## Your tasks
**A.** Reproduce word for word the stretch of the passage on prayer and faith from "Get quiet, ask" through "in its existence.".
**B.** In the passage on prayer and faith, what reason does the writer give for having faith in the existence of this Power? Answer in one to three sentences.
**C.** Continue the passage on prayer and faith from the point where it stops.

— start Passage —

Get quiet, ask for Direction, listen. All of these actions constitute prayer and with them comes the exquisite sensation of simply dwelling in the Presence of God.

I heard someone recently say that for her God was a person. That works for her so that’s great. For me, God is not a person. God is the Spirit of Unity Back of All Things. God is the reason why there is something rather than nothing, the Condition of Possibility of any entity whatsoever.

Neither of those definitions are mine, by the way. They came to me and I grabbed on to them. They make sense to me. They back up my experience. And that is how I have come to know this God. Through experience. Not because someone told me what to believe. The experience of this Power is why I have I faith in its existence.

But despite my faith I am still self-reliant. And my self-reliance causes me to suffer. I overwork, I future-trip, I judge, I worry, I sabotage myself. I operate on Old BS (belief systems) instead of trusting Higher Guidance. And then I end up in chaos of one kind or another, whether it’s just a wee little bit or full-blown doesn’t matter. I still find myself there. Sigh.

— end Passage —
— start Entries provided —

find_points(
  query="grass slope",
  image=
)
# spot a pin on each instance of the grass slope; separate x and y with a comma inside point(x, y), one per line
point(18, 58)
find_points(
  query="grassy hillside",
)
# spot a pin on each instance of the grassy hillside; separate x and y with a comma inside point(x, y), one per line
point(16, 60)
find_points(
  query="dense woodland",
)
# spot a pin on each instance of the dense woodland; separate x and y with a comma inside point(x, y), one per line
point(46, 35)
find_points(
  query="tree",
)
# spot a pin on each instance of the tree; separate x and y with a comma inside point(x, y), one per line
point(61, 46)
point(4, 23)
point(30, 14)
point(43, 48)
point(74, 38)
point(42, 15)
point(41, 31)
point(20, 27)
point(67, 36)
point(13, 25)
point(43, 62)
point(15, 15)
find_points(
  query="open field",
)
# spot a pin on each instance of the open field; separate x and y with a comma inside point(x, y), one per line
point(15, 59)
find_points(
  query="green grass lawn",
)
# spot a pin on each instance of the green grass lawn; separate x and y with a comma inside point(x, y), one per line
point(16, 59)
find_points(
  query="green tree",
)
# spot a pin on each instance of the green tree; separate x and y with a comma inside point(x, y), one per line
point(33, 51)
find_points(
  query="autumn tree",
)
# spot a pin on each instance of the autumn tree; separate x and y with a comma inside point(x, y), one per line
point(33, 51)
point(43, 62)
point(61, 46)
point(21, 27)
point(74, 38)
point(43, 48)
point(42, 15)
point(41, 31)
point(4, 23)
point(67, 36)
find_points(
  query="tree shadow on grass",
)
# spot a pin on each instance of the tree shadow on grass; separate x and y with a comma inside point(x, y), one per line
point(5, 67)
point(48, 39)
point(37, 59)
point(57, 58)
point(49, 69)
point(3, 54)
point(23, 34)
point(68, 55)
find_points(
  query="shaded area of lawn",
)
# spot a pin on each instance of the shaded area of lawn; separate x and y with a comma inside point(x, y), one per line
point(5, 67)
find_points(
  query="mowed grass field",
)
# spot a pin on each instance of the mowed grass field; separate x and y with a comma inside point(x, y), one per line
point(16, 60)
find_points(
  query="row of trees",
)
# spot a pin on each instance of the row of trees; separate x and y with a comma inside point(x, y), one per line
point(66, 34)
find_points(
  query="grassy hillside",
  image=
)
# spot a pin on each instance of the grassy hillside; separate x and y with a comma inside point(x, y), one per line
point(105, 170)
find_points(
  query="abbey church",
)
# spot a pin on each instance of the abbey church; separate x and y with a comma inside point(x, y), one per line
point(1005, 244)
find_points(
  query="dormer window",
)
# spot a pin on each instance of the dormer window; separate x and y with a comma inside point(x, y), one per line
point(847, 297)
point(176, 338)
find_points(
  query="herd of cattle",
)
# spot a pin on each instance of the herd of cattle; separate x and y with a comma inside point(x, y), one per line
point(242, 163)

— end Entries provided —

## Exercise results
**A.**
Get quiet, ask for Direction, listen. All of these actions constitute prayer and with them comes the exquisite sensation of simply dwelling in the Presence of God.

I heard someone recently say that for her God was a person. That works for her so that’s great. For me, God is not a person. God is the Spirit of Unity Back of All Things. God is the reason why there is something rather than nothing, the Condition of Possibility of any entity whatsoever.

Neither of those definitions are mine, by the way. They came to me and I grabbed on to them. They make sense to me. They back up my experience. And that is how I have come to know this God. Through experience. Not because someone told me what to believe. The experience of this Power is why I have I faith in its existence.

**B.** The writer has faith in this Power's existence because of direct experience of it, not because someone prescribed what to believe. The definitions of God that the writer adopted make sense because they back up that experience.

**C.**
It is at these times of inner crisis that I remember to pray. Not just pray like I do everyday, sorta kinda doing it because I gotta. But praying deeply. Taking the time to BE. Be with God. Not wonder, not question, not say a few deferential words. But connect. Rest. Dwell in the Great Presence.

When I embrace the Sacred I am so embraced. The Divine enters and fear disappears. I remember who I am.

Inspiring Message of the Day: Today I will take time to pray deeply. Shedding all thoughts but One.